(Task brief)
What is needed is a word-for-word copy of the records below.

[Records excerpted from a collection]
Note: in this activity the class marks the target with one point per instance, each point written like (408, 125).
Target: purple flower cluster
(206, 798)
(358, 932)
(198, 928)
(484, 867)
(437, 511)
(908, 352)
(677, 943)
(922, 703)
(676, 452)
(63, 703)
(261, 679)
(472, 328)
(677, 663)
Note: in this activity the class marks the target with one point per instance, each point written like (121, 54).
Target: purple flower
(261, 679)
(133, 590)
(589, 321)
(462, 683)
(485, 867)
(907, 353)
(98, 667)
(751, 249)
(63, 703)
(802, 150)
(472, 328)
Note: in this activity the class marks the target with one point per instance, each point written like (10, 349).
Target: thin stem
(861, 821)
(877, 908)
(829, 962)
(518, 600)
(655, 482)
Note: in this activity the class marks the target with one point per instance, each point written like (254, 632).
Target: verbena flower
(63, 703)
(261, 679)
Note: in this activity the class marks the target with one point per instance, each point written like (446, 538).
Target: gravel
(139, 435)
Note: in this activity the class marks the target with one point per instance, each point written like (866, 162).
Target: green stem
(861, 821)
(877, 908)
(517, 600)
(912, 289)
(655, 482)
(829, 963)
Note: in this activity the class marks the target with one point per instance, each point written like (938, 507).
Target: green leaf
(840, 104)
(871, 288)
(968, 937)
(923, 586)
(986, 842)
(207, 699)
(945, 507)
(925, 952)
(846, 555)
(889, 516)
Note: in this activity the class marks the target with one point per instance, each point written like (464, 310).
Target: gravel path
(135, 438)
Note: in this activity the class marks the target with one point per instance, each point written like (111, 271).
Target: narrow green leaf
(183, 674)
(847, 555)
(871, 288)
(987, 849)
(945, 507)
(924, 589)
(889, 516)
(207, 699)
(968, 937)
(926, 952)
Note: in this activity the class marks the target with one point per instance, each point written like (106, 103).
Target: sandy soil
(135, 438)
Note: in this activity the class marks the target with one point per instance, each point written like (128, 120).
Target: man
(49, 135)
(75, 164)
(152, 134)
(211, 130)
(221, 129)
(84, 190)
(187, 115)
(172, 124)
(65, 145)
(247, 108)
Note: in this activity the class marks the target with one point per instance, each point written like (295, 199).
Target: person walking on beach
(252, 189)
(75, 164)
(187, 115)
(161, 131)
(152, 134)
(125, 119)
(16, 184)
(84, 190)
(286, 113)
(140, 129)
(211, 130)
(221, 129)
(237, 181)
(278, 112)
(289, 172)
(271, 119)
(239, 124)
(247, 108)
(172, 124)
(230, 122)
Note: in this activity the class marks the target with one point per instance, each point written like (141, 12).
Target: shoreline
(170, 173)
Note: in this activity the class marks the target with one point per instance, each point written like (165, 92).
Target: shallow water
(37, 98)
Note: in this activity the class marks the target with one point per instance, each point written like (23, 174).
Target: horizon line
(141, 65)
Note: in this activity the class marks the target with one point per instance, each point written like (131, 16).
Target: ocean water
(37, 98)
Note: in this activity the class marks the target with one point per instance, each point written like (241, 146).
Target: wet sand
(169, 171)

(Response)
Note: in this activity the class marks the target with one point per instance, each point written like (408, 125).
Target: purple flower cluster
(206, 798)
(358, 932)
(198, 928)
(484, 867)
(437, 511)
(908, 352)
(677, 943)
(922, 703)
(676, 452)
(63, 703)
(261, 679)
(472, 328)
(677, 663)
Note: in this activity the class marks the target with one point per instance, each point written like (121, 54).
Target: purple flower
(261, 679)
(133, 590)
(589, 321)
(462, 683)
(485, 867)
(907, 353)
(98, 667)
(751, 249)
(63, 703)
(802, 150)
(472, 328)
Note: in this activity the class marks the target with one point per instance, each point written like (10, 349).
Target: thin stem
(861, 821)
(877, 908)
(829, 962)
(518, 600)
(655, 482)
Note: in this activity the class marks the target with one point per instance, each point written like (254, 632).
Target: verbena flower
(63, 703)
(261, 679)
Note: in this activity the class marks the target with one point per instance, each point written like (446, 538).
Target: gravel
(139, 435)
Note: in this activity the class marks the target with one point per instance, each point written like (866, 162).
Target: green stem
(861, 821)
(877, 908)
(517, 600)
(912, 289)
(655, 482)
(829, 963)
Note: in this activity the class marks the target with one point per instance, each point written like (938, 507).
Target: green leaf
(840, 104)
(871, 288)
(968, 937)
(923, 586)
(986, 842)
(207, 699)
(945, 507)
(925, 952)
(846, 555)
(889, 516)
Note: in this activity the class marks the target with one point per instance, each point written like (464, 310).
Target: gravel path
(135, 438)
Note: in this activity the class marks the target with one point per instance, each point written like (111, 271).
Target: narrow green leaf
(183, 674)
(847, 555)
(871, 288)
(987, 849)
(945, 507)
(924, 589)
(889, 516)
(207, 699)
(968, 937)
(926, 952)
Note: in this activity the class marks the target with one point per instance, each point written like (106, 103).
Target: sandy soil
(135, 438)
Note: in this activity the class marks the target with one point per instance, each point written like (128, 120).
Target: man
(49, 135)
(75, 164)
(152, 134)
(211, 130)
(221, 129)
(84, 190)
(187, 115)
(172, 124)
(65, 145)
(247, 108)
Note: in this activity the class marks the target with one point per instance, each point written like (295, 199).
Target: person walking on beach
(252, 189)
(75, 164)
(187, 115)
(161, 131)
(152, 134)
(125, 119)
(16, 184)
(84, 190)
(286, 113)
(140, 129)
(211, 130)
(221, 129)
(237, 181)
(278, 112)
(289, 172)
(271, 119)
(239, 124)
(247, 108)
(172, 124)
(230, 122)
Note: in this activity the class marks the target with one point per instance, each point written like (141, 12).
Target: shoreline
(170, 173)
Note: in this activity the class marks the target with one point per instance, each point written like (165, 92).
Target: shallow water
(37, 98)
Note: in this activity the class marks the target with one point per instance, each point written like (23, 174).
Target: horizon line
(141, 65)
Note: in this activity the class marks the target with one point per instance, each point written like (131, 16).
Target: ocean water
(37, 98)
Note: in this activity the class marks the target with one point per instance, each point written like (241, 146).
Target: wet sand
(169, 171)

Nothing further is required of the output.